══ GIVEN DATA

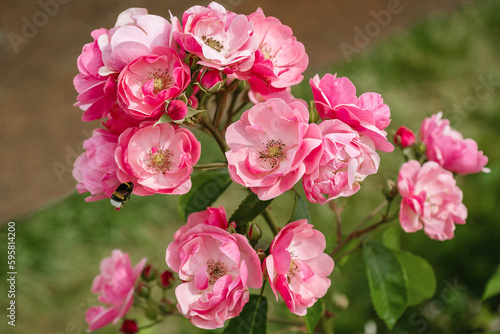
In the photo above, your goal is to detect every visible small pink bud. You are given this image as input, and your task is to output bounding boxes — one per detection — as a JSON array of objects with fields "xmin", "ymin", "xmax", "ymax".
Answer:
[
  {"xmin": 167, "ymin": 100, "xmax": 188, "ymax": 121},
  {"xmin": 198, "ymin": 68, "xmax": 223, "ymax": 92},
  {"xmin": 160, "ymin": 270, "xmax": 174, "ymax": 289},
  {"xmin": 394, "ymin": 126, "xmax": 416, "ymax": 147},
  {"xmin": 141, "ymin": 264, "xmax": 157, "ymax": 281},
  {"xmin": 120, "ymin": 319, "xmax": 139, "ymax": 334}
]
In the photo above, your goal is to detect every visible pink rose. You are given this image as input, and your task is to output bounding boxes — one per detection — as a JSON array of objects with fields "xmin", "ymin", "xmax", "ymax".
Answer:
[
  {"xmin": 248, "ymin": 86, "xmax": 307, "ymax": 108},
  {"xmin": 165, "ymin": 224, "xmax": 262, "ymax": 329},
  {"xmin": 394, "ymin": 126, "xmax": 416, "ymax": 147},
  {"xmin": 115, "ymin": 122, "xmax": 201, "ymax": 196},
  {"xmin": 99, "ymin": 8, "xmax": 176, "ymax": 74},
  {"xmin": 103, "ymin": 105, "xmax": 142, "ymax": 135},
  {"xmin": 244, "ymin": 8, "xmax": 308, "ymax": 94},
  {"xmin": 310, "ymin": 73, "xmax": 393, "ymax": 152},
  {"xmin": 117, "ymin": 49, "xmax": 191, "ymax": 119},
  {"xmin": 303, "ymin": 120, "xmax": 380, "ymax": 204},
  {"xmin": 86, "ymin": 250, "xmax": 146, "ymax": 332},
  {"xmin": 72, "ymin": 129, "xmax": 120, "ymax": 202},
  {"xmin": 264, "ymin": 220, "xmax": 334, "ymax": 316},
  {"xmin": 225, "ymin": 98, "xmax": 322, "ymax": 200},
  {"xmin": 73, "ymin": 28, "xmax": 118, "ymax": 122},
  {"xmin": 420, "ymin": 112, "xmax": 489, "ymax": 174},
  {"xmin": 173, "ymin": 206, "xmax": 229, "ymax": 241},
  {"xmin": 398, "ymin": 160, "xmax": 467, "ymax": 241},
  {"xmin": 172, "ymin": 2, "xmax": 255, "ymax": 72}
]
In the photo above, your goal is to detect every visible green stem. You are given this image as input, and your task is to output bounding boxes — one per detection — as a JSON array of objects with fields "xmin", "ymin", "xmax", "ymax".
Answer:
[
  {"xmin": 200, "ymin": 117, "xmax": 230, "ymax": 154},
  {"xmin": 330, "ymin": 201, "xmax": 343, "ymax": 244},
  {"xmin": 193, "ymin": 162, "xmax": 228, "ymax": 171},
  {"xmin": 262, "ymin": 208, "xmax": 280, "ymax": 236},
  {"xmin": 139, "ymin": 317, "xmax": 166, "ymax": 330},
  {"xmin": 320, "ymin": 315, "xmax": 334, "ymax": 334}
]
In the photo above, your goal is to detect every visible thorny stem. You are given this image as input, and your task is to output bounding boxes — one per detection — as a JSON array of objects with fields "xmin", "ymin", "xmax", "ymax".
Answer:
[
  {"xmin": 193, "ymin": 162, "xmax": 228, "ymax": 171},
  {"xmin": 200, "ymin": 117, "xmax": 229, "ymax": 154},
  {"xmin": 262, "ymin": 207, "xmax": 280, "ymax": 236}
]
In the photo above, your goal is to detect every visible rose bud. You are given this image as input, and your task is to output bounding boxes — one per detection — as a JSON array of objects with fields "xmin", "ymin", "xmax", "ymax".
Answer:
[
  {"xmin": 135, "ymin": 282, "xmax": 150, "ymax": 298},
  {"xmin": 166, "ymin": 100, "xmax": 188, "ymax": 121},
  {"xmin": 141, "ymin": 264, "xmax": 157, "ymax": 282},
  {"xmin": 197, "ymin": 68, "xmax": 224, "ymax": 93},
  {"xmin": 246, "ymin": 221, "xmax": 263, "ymax": 244},
  {"xmin": 159, "ymin": 270, "xmax": 174, "ymax": 289},
  {"xmin": 394, "ymin": 126, "xmax": 416, "ymax": 148},
  {"xmin": 120, "ymin": 319, "xmax": 139, "ymax": 334}
]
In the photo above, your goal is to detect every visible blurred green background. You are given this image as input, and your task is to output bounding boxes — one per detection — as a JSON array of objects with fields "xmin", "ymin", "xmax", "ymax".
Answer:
[{"xmin": 1, "ymin": 0, "xmax": 500, "ymax": 333}]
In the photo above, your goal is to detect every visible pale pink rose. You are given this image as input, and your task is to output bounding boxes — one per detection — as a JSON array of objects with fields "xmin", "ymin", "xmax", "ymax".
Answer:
[
  {"xmin": 172, "ymin": 2, "xmax": 255, "ymax": 72},
  {"xmin": 117, "ymin": 49, "xmax": 191, "ymax": 119},
  {"xmin": 310, "ymin": 73, "xmax": 393, "ymax": 152},
  {"xmin": 73, "ymin": 28, "xmax": 118, "ymax": 122},
  {"xmin": 398, "ymin": 160, "xmax": 467, "ymax": 241},
  {"xmin": 420, "ymin": 112, "xmax": 489, "ymax": 174},
  {"xmin": 86, "ymin": 250, "xmax": 146, "ymax": 332},
  {"xmin": 99, "ymin": 8, "xmax": 176, "ymax": 74},
  {"xmin": 394, "ymin": 126, "xmax": 416, "ymax": 147},
  {"xmin": 72, "ymin": 129, "xmax": 120, "ymax": 202},
  {"xmin": 243, "ymin": 8, "xmax": 308, "ymax": 94},
  {"xmin": 165, "ymin": 224, "xmax": 262, "ymax": 329},
  {"xmin": 225, "ymin": 98, "xmax": 322, "ymax": 200},
  {"xmin": 264, "ymin": 220, "xmax": 334, "ymax": 316},
  {"xmin": 248, "ymin": 87, "xmax": 307, "ymax": 108},
  {"xmin": 303, "ymin": 120, "xmax": 380, "ymax": 204},
  {"xmin": 115, "ymin": 122, "xmax": 201, "ymax": 196},
  {"xmin": 173, "ymin": 206, "xmax": 229, "ymax": 241}
]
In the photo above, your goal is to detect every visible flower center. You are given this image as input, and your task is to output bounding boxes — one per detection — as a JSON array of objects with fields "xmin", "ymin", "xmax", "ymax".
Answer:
[
  {"xmin": 287, "ymin": 260, "xmax": 300, "ymax": 283},
  {"xmin": 147, "ymin": 69, "xmax": 173, "ymax": 95},
  {"xmin": 258, "ymin": 139, "xmax": 287, "ymax": 168},
  {"xmin": 207, "ymin": 259, "xmax": 226, "ymax": 284},
  {"xmin": 202, "ymin": 36, "xmax": 223, "ymax": 52},
  {"xmin": 146, "ymin": 147, "xmax": 172, "ymax": 174}
]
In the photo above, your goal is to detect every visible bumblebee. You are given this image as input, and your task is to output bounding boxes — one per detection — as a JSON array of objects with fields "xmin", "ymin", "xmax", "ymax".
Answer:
[{"xmin": 110, "ymin": 182, "xmax": 134, "ymax": 210}]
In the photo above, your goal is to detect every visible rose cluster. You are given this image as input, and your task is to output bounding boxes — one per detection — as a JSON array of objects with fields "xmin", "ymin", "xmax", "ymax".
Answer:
[
  {"xmin": 73, "ymin": 2, "xmax": 394, "ymax": 208},
  {"xmin": 394, "ymin": 112, "xmax": 489, "ymax": 240}
]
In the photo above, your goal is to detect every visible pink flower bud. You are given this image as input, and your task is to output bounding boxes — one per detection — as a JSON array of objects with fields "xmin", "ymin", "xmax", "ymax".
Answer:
[
  {"xmin": 198, "ymin": 69, "xmax": 223, "ymax": 92},
  {"xmin": 120, "ymin": 319, "xmax": 139, "ymax": 334},
  {"xmin": 160, "ymin": 270, "xmax": 174, "ymax": 289},
  {"xmin": 141, "ymin": 264, "xmax": 157, "ymax": 281},
  {"xmin": 394, "ymin": 126, "xmax": 416, "ymax": 147},
  {"xmin": 166, "ymin": 100, "xmax": 188, "ymax": 121}
]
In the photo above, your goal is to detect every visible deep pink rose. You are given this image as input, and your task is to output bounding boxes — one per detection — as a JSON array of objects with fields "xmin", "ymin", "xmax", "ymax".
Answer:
[
  {"xmin": 115, "ymin": 122, "xmax": 201, "ymax": 196},
  {"xmin": 103, "ymin": 104, "xmax": 142, "ymax": 135},
  {"xmin": 72, "ymin": 129, "xmax": 120, "ymax": 202},
  {"xmin": 117, "ymin": 49, "xmax": 191, "ymax": 120},
  {"xmin": 225, "ymin": 98, "xmax": 322, "ymax": 200},
  {"xmin": 398, "ymin": 160, "xmax": 467, "ymax": 241},
  {"xmin": 394, "ymin": 126, "xmax": 416, "ymax": 147},
  {"xmin": 99, "ymin": 8, "xmax": 176, "ymax": 74},
  {"xmin": 74, "ymin": 28, "xmax": 118, "ymax": 122},
  {"xmin": 172, "ymin": 2, "xmax": 255, "ymax": 72},
  {"xmin": 264, "ymin": 220, "xmax": 334, "ymax": 316},
  {"xmin": 420, "ymin": 112, "xmax": 489, "ymax": 174},
  {"xmin": 303, "ymin": 120, "xmax": 380, "ymax": 204},
  {"xmin": 165, "ymin": 224, "xmax": 262, "ymax": 329},
  {"xmin": 86, "ymin": 250, "xmax": 146, "ymax": 332},
  {"xmin": 173, "ymin": 206, "xmax": 229, "ymax": 241},
  {"xmin": 310, "ymin": 73, "xmax": 393, "ymax": 152},
  {"xmin": 243, "ymin": 8, "xmax": 308, "ymax": 94}
]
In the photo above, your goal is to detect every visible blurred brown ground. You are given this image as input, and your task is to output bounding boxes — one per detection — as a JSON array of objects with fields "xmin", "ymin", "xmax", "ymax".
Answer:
[{"xmin": 0, "ymin": 0, "xmax": 466, "ymax": 222}]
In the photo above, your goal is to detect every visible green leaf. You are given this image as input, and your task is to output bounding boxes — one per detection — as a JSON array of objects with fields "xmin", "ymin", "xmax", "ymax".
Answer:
[
  {"xmin": 483, "ymin": 264, "xmax": 500, "ymax": 300},
  {"xmin": 177, "ymin": 169, "xmax": 232, "ymax": 221},
  {"xmin": 382, "ymin": 226, "xmax": 401, "ymax": 251},
  {"xmin": 223, "ymin": 295, "xmax": 267, "ymax": 334},
  {"xmin": 304, "ymin": 299, "xmax": 324, "ymax": 334},
  {"xmin": 395, "ymin": 250, "xmax": 436, "ymax": 306},
  {"xmin": 363, "ymin": 242, "xmax": 408, "ymax": 330},
  {"xmin": 289, "ymin": 192, "xmax": 311, "ymax": 223},
  {"xmin": 229, "ymin": 192, "xmax": 272, "ymax": 232}
]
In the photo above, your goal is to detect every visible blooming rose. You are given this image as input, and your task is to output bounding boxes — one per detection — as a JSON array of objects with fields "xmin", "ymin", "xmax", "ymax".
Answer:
[
  {"xmin": 243, "ymin": 8, "xmax": 308, "ymax": 94},
  {"xmin": 115, "ymin": 122, "xmax": 201, "ymax": 196},
  {"xmin": 225, "ymin": 98, "xmax": 322, "ymax": 200},
  {"xmin": 103, "ymin": 104, "xmax": 142, "ymax": 135},
  {"xmin": 248, "ymin": 86, "xmax": 307, "ymax": 108},
  {"xmin": 173, "ymin": 206, "xmax": 229, "ymax": 240},
  {"xmin": 310, "ymin": 73, "xmax": 393, "ymax": 152},
  {"xmin": 74, "ymin": 28, "xmax": 118, "ymax": 122},
  {"xmin": 165, "ymin": 224, "xmax": 262, "ymax": 329},
  {"xmin": 264, "ymin": 220, "xmax": 334, "ymax": 315},
  {"xmin": 73, "ymin": 129, "xmax": 120, "ymax": 201},
  {"xmin": 394, "ymin": 126, "xmax": 416, "ymax": 147},
  {"xmin": 398, "ymin": 160, "xmax": 467, "ymax": 241},
  {"xmin": 303, "ymin": 120, "xmax": 380, "ymax": 204},
  {"xmin": 99, "ymin": 8, "xmax": 176, "ymax": 75},
  {"xmin": 172, "ymin": 2, "xmax": 255, "ymax": 72},
  {"xmin": 86, "ymin": 250, "xmax": 146, "ymax": 332},
  {"xmin": 420, "ymin": 112, "xmax": 489, "ymax": 174}
]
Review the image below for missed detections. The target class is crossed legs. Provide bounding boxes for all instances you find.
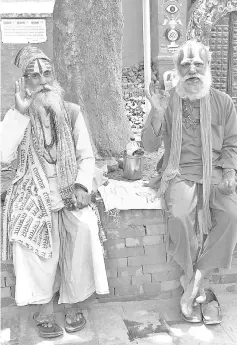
[165,177,237,317]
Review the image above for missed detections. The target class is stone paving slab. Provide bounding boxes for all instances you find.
[89,305,129,345]
[1,283,236,345]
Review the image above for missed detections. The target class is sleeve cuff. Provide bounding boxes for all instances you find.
[75,171,93,194]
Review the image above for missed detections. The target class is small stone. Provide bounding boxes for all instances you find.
[226,284,237,293]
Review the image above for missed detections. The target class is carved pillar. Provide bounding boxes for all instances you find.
[157,0,189,79]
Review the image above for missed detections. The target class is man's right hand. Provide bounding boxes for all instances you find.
[144,81,170,135]
[15,77,37,114]
[145,81,170,113]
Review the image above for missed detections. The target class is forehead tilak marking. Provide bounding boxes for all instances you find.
[36,58,43,74]
[25,59,52,74]
[182,42,201,60]
[25,60,37,73]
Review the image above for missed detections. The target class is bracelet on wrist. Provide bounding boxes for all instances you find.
[74,183,88,193]
[223,168,235,176]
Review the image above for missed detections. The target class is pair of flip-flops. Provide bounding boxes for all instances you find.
[33,311,86,338]
[181,288,222,325]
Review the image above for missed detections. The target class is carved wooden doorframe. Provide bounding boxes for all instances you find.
[186,0,237,43]
[186,1,237,108]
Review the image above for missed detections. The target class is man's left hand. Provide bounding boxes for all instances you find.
[74,187,91,209]
[218,177,236,195]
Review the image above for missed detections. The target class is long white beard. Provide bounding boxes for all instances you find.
[31,81,65,123]
[176,68,212,100]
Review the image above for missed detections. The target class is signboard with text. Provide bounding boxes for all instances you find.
[1,19,47,43]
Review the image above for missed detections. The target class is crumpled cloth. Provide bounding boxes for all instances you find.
[98,179,161,211]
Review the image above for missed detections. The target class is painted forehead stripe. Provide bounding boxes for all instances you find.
[176,42,210,66]
[37,58,43,74]
[182,42,203,59]
[25,59,52,74]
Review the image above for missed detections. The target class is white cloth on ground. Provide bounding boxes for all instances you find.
[98,179,161,211]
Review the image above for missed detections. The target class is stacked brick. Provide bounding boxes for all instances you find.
[1,200,237,306]
[1,260,16,307]
[97,202,183,300]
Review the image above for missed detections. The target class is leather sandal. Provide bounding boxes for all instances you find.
[33,312,63,338]
[65,311,86,333]
[200,288,222,325]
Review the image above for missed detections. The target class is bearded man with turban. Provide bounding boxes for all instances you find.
[142,40,237,323]
[1,46,109,338]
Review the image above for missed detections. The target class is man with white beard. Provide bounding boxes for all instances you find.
[1,46,109,338]
[142,40,237,324]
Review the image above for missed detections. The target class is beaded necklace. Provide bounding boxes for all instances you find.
[38,107,58,164]
[182,99,200,130]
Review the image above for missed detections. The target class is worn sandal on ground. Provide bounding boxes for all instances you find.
[201,288,222,325]
[65,311,86,333]
[33,312,63,338]
[180,304,202,323]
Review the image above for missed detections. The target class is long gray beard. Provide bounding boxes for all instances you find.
[176,69,212,100]
[30,81,65,123]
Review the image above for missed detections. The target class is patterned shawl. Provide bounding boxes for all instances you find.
[2,100,77,260]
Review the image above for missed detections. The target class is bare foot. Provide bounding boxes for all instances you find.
[180,275,189,291]
[180,273,206,310]
[34,313,54,328]
[195,287,206,304]
[37,299,55,328]
[65,308,83,324]
[180,269,205,317]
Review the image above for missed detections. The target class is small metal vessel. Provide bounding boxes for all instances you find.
[123,153,144,180]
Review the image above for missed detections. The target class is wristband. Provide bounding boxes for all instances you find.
[223,169,235,177]
[74,183,88,193]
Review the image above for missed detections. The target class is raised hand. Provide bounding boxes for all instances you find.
[143,81,170,136]
[145,81,170,113]
[15,77,37,114]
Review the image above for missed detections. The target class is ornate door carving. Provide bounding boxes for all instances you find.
[228,12,237,107]
[210,12,237,108]
[187,1,237,108]
[209,15,229,94]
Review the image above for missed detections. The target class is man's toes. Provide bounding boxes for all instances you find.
[196,288,206,304]
[66,316,72,324]
[42,322,52,328]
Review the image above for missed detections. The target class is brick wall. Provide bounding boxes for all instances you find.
[1,260,16,308]
[1,200,237,306]
[97,203,183,300]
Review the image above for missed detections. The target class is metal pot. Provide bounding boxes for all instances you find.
[123,153,144,180]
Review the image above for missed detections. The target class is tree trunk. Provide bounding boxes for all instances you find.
[53,0,131,158]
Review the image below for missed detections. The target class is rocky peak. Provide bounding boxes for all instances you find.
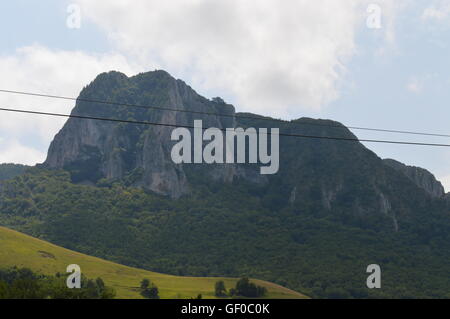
[383,158,445,198]
[44,70,252,198]
[42,69,449,233]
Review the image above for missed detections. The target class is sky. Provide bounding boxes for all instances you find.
[0,0,450,191]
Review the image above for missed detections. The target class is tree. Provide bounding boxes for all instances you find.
[0,267,115,299]
[234,277,267,298]
[140,278,159,299]
[140,278,150,290]
[9,278,43,299]
[215,281,227,297]
[0,281,10,299]
[212,97,226,104]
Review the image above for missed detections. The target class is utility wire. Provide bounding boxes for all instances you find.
[1,89,450,138]
[2,106,450,147]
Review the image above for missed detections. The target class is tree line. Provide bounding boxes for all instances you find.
[215,278,267,298]
[0,267,115,299]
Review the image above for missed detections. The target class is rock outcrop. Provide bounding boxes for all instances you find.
[383,158,445,198]
[44,70,263,198]
[43,69,447,231]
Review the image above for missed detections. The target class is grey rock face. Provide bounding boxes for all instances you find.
[44,70,265,198]
[445,193,450,204]
[383,158,445,198]
[43,68,446,218]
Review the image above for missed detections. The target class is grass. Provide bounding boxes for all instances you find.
[0,226,308,299]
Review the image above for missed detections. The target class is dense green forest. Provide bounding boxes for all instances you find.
[1,168,449,299]
[0,164,28,181]
[215,278,267,298]
[0,267,115,299]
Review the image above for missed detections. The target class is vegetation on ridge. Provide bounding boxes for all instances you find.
[0,225,305,299]
[0,168,449,298]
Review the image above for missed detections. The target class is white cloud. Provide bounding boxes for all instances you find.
[0,1,409,165]
[439,174,450,193]
[0,45,140,165]
[422,0,450,22]
[406,77,424,94]
[371,0,410,56]
[405,74,437,94]
[77,0,405,118]
[0,139,46,165]
[437,151,450,193]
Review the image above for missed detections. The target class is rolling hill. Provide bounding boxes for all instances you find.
[0,225,307,299]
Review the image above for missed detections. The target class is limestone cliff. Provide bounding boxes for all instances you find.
[383,158,445,198]
[44,70,262,198]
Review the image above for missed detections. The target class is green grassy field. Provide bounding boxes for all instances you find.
[0,226,308,299]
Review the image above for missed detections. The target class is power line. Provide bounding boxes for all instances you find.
[2,106,450,147]
[1,89,450,138]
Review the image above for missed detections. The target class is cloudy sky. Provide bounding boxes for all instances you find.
[1,0,450,190]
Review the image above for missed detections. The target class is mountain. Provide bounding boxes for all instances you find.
[42,70,447,233]
[0,164,28,181]
[43,70,260,198]
[383,159,445,198]
[1,70,450,298]
[0,225,306,299]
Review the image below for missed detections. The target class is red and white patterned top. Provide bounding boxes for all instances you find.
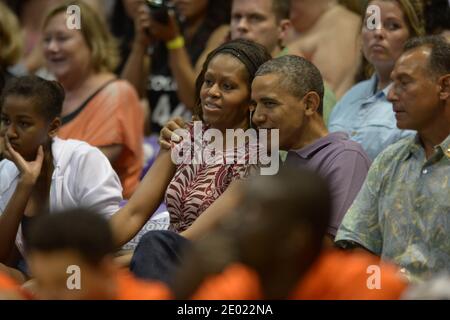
[165,123,255,233]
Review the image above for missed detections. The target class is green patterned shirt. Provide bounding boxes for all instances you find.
[336,133,450,282]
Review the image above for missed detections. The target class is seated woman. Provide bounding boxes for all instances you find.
[41,1,144,198]
[328,0,425,160]
[0,76,123,280]
[111,39,271,284]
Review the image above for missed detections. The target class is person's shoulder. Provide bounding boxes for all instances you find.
[0,159,19,194]
[334,4,361,23]
[372,135,416,165]
[53,137,107,168]
[329,133,371,161]
[108,79,136,92]
[192,263,262,300]
[116,270,172,300]
[102,79,139,99]
[0,159,17,174]
[342,78,374,99]
[331,78,375,113]
[293,249,407,299]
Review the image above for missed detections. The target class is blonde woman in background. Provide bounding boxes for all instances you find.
[42,0,144,198]
[0,2,23,90]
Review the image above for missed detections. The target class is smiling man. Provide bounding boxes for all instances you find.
[335,35,450,282]
[250,55,370,239]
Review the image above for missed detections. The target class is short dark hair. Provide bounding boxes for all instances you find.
[194,39,272,119]
[272,0,290,21]
[404,35,450,77]
[424,0,450,35]
[0,75,64,121]
[255,55,325,114]
[26,209,114,266]
[241,166,331,242]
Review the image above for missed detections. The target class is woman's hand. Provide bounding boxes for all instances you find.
[3,136,44,186]
[159,117,187,150]
[133,3,154,48]
[148,9,181,43]
[133,4,181,48]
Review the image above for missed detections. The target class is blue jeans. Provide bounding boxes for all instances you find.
[130,230,191,287]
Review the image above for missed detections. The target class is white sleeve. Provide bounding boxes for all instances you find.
[71,147,123,219]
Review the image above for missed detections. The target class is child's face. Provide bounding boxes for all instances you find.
[28,249,114,300]
[0,96,52,161]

════

→ DESCRIPTION OF THE TASK: Out of the entries above, write out only the lines between the line holding "visible pink flower" and the line holding "every visible deep", inclusive, each exactly as given.

→ RESULT:
In the photo above, your goal is to detect every visible pink flower bud. You are given this image as input, and your task is to output bounding boxes — one per detection — as a JSON array of objects with fields "xmin", "ymin", "xmax", "ymax".
Answer:
[
  {"xmin": 198, "ymin": 69, "xmax": 223, "ymax": 92},
  {"xmin": 120, "ymin": 319, "xmax": 139, "ymax": 334},
  {"xmin": 160, "ymin": 270, "xmax": 174, "ymax": 289},
  {"xmin": 141, "ymin": 264, "xmax": 157, "ymax": 281},
  {"xmin": 394, "ymin": 126, "xmax": 416, "ymax": 147},
  {"xmin": 166, "ymin": 100, "xmax": 188, "ymax": 121}
]
In the photo above, your goal is to detect every visible deep pink rose. You are given this image as input, and your task is to output bounding boxes — one per detection — as a JSON array of objects with fields "xmin", "ymin", "xmax", "ymax".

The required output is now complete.